With pictures left out, set down every record word for word.

(Records drawn from a dataset)

◇ ◇ ◇ ◇ ◇

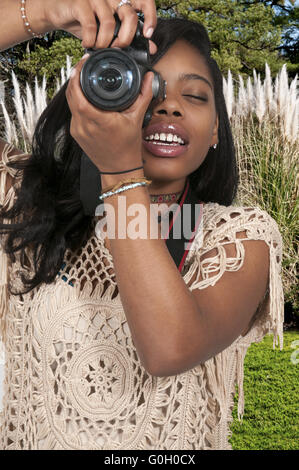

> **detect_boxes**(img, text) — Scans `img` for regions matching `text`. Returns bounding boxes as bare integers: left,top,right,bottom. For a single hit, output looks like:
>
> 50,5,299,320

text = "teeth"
145,133,185,144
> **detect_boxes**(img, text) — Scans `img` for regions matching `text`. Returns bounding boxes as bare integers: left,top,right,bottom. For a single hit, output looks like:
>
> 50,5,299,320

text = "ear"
211,114,219,147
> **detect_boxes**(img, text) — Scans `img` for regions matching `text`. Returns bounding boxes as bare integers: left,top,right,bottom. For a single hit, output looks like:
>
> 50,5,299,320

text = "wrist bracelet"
20,0,44,39
99,181,150,201
101,177,151,195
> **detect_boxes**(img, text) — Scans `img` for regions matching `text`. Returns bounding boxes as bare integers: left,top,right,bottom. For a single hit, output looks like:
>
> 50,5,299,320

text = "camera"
80,13,166,128
79,13,166,216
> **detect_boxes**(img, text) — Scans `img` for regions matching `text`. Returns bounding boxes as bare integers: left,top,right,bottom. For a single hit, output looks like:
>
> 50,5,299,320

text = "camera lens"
89,58,134,100
98,68,122,91
80,49,141,111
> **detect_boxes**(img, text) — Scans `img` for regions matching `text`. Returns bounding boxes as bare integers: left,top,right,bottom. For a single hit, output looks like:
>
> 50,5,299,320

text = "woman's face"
142,39,219,189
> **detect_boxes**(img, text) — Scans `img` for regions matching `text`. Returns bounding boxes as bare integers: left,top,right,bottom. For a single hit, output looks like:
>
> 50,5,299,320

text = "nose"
152,89,184,117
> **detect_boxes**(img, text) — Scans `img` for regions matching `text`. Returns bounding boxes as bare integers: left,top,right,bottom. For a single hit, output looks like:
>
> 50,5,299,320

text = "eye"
183,95,208,102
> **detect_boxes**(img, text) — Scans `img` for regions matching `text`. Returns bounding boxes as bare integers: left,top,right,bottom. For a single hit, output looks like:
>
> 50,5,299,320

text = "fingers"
110,6,138,48
112,0,157,45
73,2,100,49
139,0,157,39
73,0,157,50
148,40,157,55
141,71,154,103
66,54,93,115
88,0,157,49
128,71,154,116
91,0,116,49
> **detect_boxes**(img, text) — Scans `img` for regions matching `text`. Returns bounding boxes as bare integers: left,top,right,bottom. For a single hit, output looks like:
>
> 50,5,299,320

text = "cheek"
190,148,209,169
192,123,214,151
192,113,217,149
197,112,216,135
187,129,214,171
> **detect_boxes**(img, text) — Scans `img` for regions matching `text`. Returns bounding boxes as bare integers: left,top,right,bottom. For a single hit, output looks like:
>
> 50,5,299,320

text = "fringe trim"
182,204,285,433
0,143,27,350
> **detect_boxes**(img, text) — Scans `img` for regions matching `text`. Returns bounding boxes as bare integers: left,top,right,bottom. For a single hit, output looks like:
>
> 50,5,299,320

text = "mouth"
142,139,189,158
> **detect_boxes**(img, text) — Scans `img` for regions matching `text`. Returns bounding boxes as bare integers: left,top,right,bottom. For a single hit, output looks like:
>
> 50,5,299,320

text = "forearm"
0,0,52,51
99,170,201,375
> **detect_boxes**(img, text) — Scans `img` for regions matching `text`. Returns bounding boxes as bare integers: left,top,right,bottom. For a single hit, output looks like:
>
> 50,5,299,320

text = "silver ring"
117,0,133,11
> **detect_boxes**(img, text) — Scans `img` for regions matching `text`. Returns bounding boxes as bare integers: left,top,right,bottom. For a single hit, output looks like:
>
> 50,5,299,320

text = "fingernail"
144,27,154,39
82,53,90,60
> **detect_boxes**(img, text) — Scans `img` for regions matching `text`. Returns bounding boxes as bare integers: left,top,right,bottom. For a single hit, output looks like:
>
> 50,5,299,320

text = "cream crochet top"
0,143,284,450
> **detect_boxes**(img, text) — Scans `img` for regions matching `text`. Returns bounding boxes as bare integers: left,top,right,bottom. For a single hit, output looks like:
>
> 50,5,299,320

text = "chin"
143,155,186,174
144,167,181,184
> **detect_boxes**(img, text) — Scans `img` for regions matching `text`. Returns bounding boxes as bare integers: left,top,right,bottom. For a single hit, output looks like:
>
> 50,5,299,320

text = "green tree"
16,35,84,100
235,1,298,74
1,0,297,104
0,31,84,126
270,0,299,72
156,0,294,77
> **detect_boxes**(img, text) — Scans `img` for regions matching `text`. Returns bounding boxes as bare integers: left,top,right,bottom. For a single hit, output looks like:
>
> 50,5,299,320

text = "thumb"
139,71,154,108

◇ ◇ ◇ ◇ ◇

◆ **EXERCISE SOLUTION**
> **detect_boxes**(img, text) — Scans `img` for regions matching `text`. Returns bounding boxes as bare integers: left,top,right,bottom. For a single hit, output looks like:
>
> 50,5,299,320

text = "teeth"
145,133,185,144
> **detect_boxes**(img, text) — Scans `img` for regions matching `text`. Returns bounding boxes as bare integers: left,top,right,bottom. For a single hit, output looks like:
>
> 50,5,299,320

text = "ear"
211,114,219,147
> **detect_boxes**(img, text) — Scans `img` for regions matching `text`. Returns bounding boxes as bare integers: left,top,right,bottom. For a single hit, output looks like:
>
> 50,5,299,320

text = "wrist bracelet"
20,0,44,39
99,181,150,201
101,177,151,195
> **detect_boxes**(img, text) — Scans `img` for regions matching `text`. Returns bounding boxes as bare integers: left,top,right,bottom. For a single hit, output looks like:
>
> 50,5,299,320

text = "camera"
80,13,166,128
79,13,166,216
> **detect_boxes**(img, text) — Scans `img` for regions matching `text`. Returns bounding boxes as bare integers: left,top,right,bottom. For a single hit, output looks like:
>
> 50,5,299,320

text = "camera lens"
89,58,134,100
98,68,122,91
80,49,141,111
> **detect_boxes**(img, text) — Scans `img` for regions matching `text`. Returns bounding boxes as bare integers: left,top,right,bottom. For a single hit, output looks like:
>
> 50,5,299,320

text = "woman's face"
142,39,219,189
> **detect_boxes**(img, text) — Scans `img` for regions matching `text`. Returns bounding boxes as bare integers: left,top,right,bottom. For a single hit, output looks like:
>
> 50,5,299,320

text = "nose"
152,89,184,117
> **detect_boxes**(img, text) — Scans `img` for regions matching `text`. Returns bounding boxes as bare integers: left,top,right,bottom. For a single hit, output looks like:
>
> 50,5,299,320

text = "eye"
183,95,208,102
> **detect_boxes**(img, text) — Scans `img` for regions matching `text`. Returns bounding boxes as bare integers: left,top,right,bottom. For a single hit, output looks like:
>
> 50,5,299,320

text = "fingers"
110,6,138,48
112,0,157,45
73,2,100,49
139,0,157,39
73,0,157,50
148,40,157,55
141,71,154,103
66,54,93,115
88,0,157,49
128,71,154,116
91,0,116,49
> **detect_boxes**(img, text) — Scans `img` for regions matching `text`. Returns bounding boxes as bare integers: left,top,right,bottom. For a single hit, output looks like:
>
> 50,5,299,320

text = "cheek"
190,148,209,169
192,123,214,151
192,113,217,149
197,112,216,135
187,129,214,171
> **detect_boxes**(img, text) — Scans `img` for regions matching `text`. Returns bounding boxes as bare integers: left,top,right,bottom. For a single hit, output looks like:
>
> 50,5,299,320

text = "fringe trim"
182,204,285,433
0,143,27,350
> **detect_boxes**(img, text) — Scans `img` for regions matching `text`. Returns bounding boxes as bare integers: left,top,right,bottom. For a single hit, output looks like:
>
> 50,5,299,320

text = "mouth"
142,139,189,158
> **detect_boxes**(img, text) — Scans `img` for regions matching `text`. Returns bounding boxes as bare integers: left,top,right,bottom. For a single hit, output looks like:
>
> 50,5,299,320

text = "forearm"
0,0,52,51
99,170,201,375
> **detect_boxes**(img, text) — Scans `img` for regions matching `text`. Returns bounding boxes as bare integers: left,top,right,bottom. For a single hit, output looks like:
>
> 50,5,299,320

text = "silver ring"
117,0,133,11
> **detect_boxes**(img, text) — Scans `img` for regions matching `text`. Returns bounding boxes as bare integers: left,top,right,bottom. For a single hit, output looks like:
>
> 50,5,299,320

text = "fingernail"
144,27,154,39
82,53,90,60
> **detect_boxes**(img, text) — Scans `img` for regions matching `text`. Returns bounding boxes as bare integers: left,top,right,bottom. For a single hit, output looks like:
>
> 50,5,299,320

text = "cream crochet top"
0,143,284,450
> **detect_boxes**(img, text) — Scans `img` for regions matching `text`. Returns bounding boxes as bare integers: left,top,right,bottom. For a single hit, output looks like:
>
> 50,5,299,320

text = "chin"
143,155,186,174
144,167,181,184
> **detect_boxes**(img, text) — Scans `img` for regions matching `text`. Returns bounding boxes as bare integers: left,top,right,bottom. For a single hit, output looks like:
>
> 50,5,299,320

text = "green tree"
16,35,84,100
235,1,298,74
1,0,297,104
0,31,84,126
270,0,299,72
156,0,294,77
> **detect_boxes**(img, text) — Scans `img` for regions matching `text`. Returns bounding boxes as bare integers: left,top,right,bottom. For a single hit, output looks like:
>
> 50,5,299,320

text = "thumb"
139,71,154,108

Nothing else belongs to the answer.